▸ Work instruction: For every entry, reproduce the wording exactly and omit any image it holds.
_ _ _ _
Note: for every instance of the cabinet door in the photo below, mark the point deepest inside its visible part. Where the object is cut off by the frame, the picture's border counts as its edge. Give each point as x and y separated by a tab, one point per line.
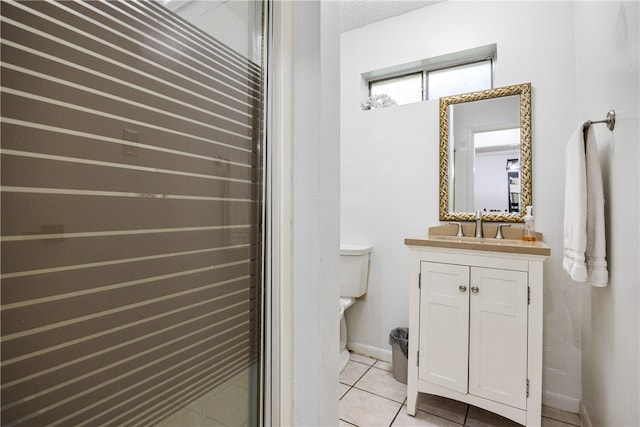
498	335
444	325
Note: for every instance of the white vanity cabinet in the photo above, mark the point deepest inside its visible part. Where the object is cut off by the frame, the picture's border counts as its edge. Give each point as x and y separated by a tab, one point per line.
475	329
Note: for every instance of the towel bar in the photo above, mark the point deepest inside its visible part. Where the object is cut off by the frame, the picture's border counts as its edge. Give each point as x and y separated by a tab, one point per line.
610	121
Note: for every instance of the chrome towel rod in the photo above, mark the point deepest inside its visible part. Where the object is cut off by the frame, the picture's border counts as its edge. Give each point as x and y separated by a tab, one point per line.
610	121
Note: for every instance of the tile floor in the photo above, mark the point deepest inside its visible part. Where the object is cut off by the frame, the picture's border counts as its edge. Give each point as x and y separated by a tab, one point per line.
370	396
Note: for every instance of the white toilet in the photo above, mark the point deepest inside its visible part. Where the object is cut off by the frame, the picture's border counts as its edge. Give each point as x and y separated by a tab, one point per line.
354	277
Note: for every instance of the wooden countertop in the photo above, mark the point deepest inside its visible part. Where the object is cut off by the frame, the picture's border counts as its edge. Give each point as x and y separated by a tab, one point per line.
444	237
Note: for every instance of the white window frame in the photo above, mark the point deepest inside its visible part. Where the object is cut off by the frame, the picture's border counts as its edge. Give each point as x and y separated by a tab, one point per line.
426	66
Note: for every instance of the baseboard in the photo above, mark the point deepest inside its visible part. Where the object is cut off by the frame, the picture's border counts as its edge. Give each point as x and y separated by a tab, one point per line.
368	350
560	401
584	416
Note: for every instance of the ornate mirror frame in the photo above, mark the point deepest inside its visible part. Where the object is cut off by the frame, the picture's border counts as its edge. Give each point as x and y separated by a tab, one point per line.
524	90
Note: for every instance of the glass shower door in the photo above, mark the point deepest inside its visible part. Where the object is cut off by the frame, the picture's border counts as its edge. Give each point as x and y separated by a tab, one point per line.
131	213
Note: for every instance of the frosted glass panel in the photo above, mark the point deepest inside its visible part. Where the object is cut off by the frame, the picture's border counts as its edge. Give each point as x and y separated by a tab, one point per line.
403	90
457	80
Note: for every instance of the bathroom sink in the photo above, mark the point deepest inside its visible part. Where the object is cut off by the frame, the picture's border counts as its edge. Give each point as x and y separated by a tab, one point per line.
444	236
_ _ _ _
▸ Solution to the problem:
Note: for every instance of the cabinet door in the photo below, mark the point deepest inside its visible part. Where the object is cut off by the frame, the picture's border counts as its edge. Give each point as x and y separated by a tab, one point per line.
498	335
444	325
Note: for every instance of the white vanity cabinet in the photo above, mark the point deepest inside its visible part. Where the object is cut off by the frame, the picture's border counts as its edge. Give each point as x and y separated by a tab, one point per line.
475	329
Note: for every instance of the towel bar in the photo above, mark the point deepest inside its visible part. Where the object is cut off by the frame, the picture's border counts as its edge. Give each point as x and y separated by a tab, one point per line.
610	121
Note: for every instance of the chrome towel rod in the photo above, mark the point deepest inside its visible part. Where the object is cut off by the frame, the picture's border counts as its edge. Give each point as x and y separated by a tab, one point per line.
610	121
Note: for every instance of the tile floor in the photo above, mark the point deepest inside its visible part. Where the object is cut off by the frame, the picture's border counts as its edge. Give each point as x and y separated by a tab, one point per line.
370	396
Note: for every instance of the white toilet in the photo above, mark the point deepest inside its visible part. Where the object is cut off by the frame, the picture's border counts as its edge. Give each point as x and y separated by a tab, one point per line.
354	277
Note: for every instance of the wooden countertop in the photo above, mark the point deepest inside its visible part. Where the object is cut off by the frame, the picture's border counts as its edge. Give each point as x and y separated by a tab, one point per line.
444	237
Note: for every instance of the white window frame in the photo above, mark the point deepest inside its visible part. Where the object is cut off by the frame, the picture's border counts as its edge. Give each point as x and y separated by a tab, one point per line.
426	66
Note: for every instance of the baseboard in the photo above, mark the point deepest inside its visible part. Where the object is cut off by the frame, the picture's border counts as its edge. Give each point as x and y separated by a tab, one point per line.
368	350
560	401
584	416
Note: for every instance of the ornate mirror frame in the photo above, mark the point deepest inside its visible part. Where the object is cut off by the frame, the picture's border counts as its edge. Give each point as x and y separated by a tab, one point per line.
524	90
Note: for every instance of the glass shower door in the photo above, mark the point deepest inside its visible part. Where the object is cut off by the frame, the picture's border counts as its edge. Give each point as x and y separated by a tab, one point per line.
131	213
Note: for every instance of the frosted glass panel in the photo above, mark the point deepest inside its visible part. Where the object is cut off by the frame, the picture's border counts as its edge. Give each point as x and y separated by a tab, one point per line.
403	90
457	80
Note: for every instance of the bathroom sink in the photo above, mark the point deepest inside its visible part. Where the object is cut off by the frame, the picture's border counts as its edge. Give each point as x and y separated by a tab, one point per line.
444	236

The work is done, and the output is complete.